## WHAT THE TASK ASKS
Reproduce each of the items below word for word, keeping every line unchanged.

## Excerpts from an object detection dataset
^^^^^^^^

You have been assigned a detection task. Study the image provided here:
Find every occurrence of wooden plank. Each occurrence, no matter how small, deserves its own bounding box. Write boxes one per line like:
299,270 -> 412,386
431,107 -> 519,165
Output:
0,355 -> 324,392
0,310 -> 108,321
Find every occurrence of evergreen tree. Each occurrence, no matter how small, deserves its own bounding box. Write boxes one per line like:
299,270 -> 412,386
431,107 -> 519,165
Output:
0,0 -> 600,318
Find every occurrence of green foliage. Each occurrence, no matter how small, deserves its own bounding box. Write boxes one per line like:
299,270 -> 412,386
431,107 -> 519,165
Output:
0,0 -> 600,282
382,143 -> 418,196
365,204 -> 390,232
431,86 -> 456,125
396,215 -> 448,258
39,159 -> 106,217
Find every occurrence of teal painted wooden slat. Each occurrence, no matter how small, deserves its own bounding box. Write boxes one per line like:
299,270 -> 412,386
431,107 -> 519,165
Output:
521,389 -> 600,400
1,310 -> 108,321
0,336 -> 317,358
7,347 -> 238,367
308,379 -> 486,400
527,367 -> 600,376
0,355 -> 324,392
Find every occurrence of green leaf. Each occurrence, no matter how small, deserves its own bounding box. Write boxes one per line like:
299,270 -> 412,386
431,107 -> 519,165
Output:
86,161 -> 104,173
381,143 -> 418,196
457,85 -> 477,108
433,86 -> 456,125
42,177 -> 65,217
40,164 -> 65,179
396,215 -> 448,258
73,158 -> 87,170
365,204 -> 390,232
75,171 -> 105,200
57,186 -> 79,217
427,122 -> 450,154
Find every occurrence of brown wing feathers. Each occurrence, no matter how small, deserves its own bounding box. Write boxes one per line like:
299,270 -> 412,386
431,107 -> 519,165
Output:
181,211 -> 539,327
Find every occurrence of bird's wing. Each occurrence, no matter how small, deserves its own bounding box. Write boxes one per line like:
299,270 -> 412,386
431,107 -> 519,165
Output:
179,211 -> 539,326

^^^^^^^^

## SOLUTION
You have been assigned a detection task. Study the image provided here:
Find every occurrence of wooden plank. Each occurrence, no matter how small, deserves its own bounding box. Write boxes one per line like:
299,270 -> 412,386
431,107 -> 519,165
Output:
0,355 -> 324,392
0,310 -> 108,321
Find every occurrence of evergreen tree. Each occurrence, no matter how small, deserves its own bounding box. Write boxes one per line like:
299,270 -> 412,386
431,107 -> 519,165
Output:
0,0 -> 600,318
Find every occurrence of green foliage. Each occurrence, no matter how small, deserves its own bounding box. Write boxes one per line like:
299,270 -> 412,386
431,107 -> 519,165
Output:
0,0 -> 600,282
382,143 -> 418,196
365,204 -> 390,232
431,86 -> 456,125
396,215 -> 448,258
39,159 -> 106,217
Find every occurrence of teal painted wooden slat. Each occurrence, no matter how small, deserves its own bounding box. Write boxes one per line like:
299,270 -> 412,386
431,107 -> 519,165
Output:
521,389 -> 600,400
1,310 -> 108,321
0,336 -> 317,358
7,347 -> 238,367
308,379 -> 486,400
527,367 -> 600,376
0,355 -> 324,392
Find every occurrence of green leaf. Each occurrence, no matter how small, deserves its own bounding box. Write boxes one per line like:
299,270 -> 412,386
431,107 -> 519,165
Output:
86,161 -> 104,173
381,143 -> 418,196
457,85 -> 477,108
433,86 -> 456,125
42,177 -> 65,217
40,164 -> 65,179
396,215 -> 448,258
73,158 -> 87,170
365,204 -> 390,232
75,171 -> 105,200
57,186 -> 79,217
427,122 -> 450,154
Find every occurrence of brown wing feathers. Each occurrence, no matter how small, deserves its own bounding box. Write boxes one per line like:
299,270 -> 412,386
431,107 -> 519,165
Output:
181,211 -> 539,327
Find every occurrence of bird's wing. Each occurrence, no matter how small, deserves its own bounding box. Write boxes one per line like:
299,270 -> 412,386
431,107 -> 519,165
Output:
179,211 -> 539,326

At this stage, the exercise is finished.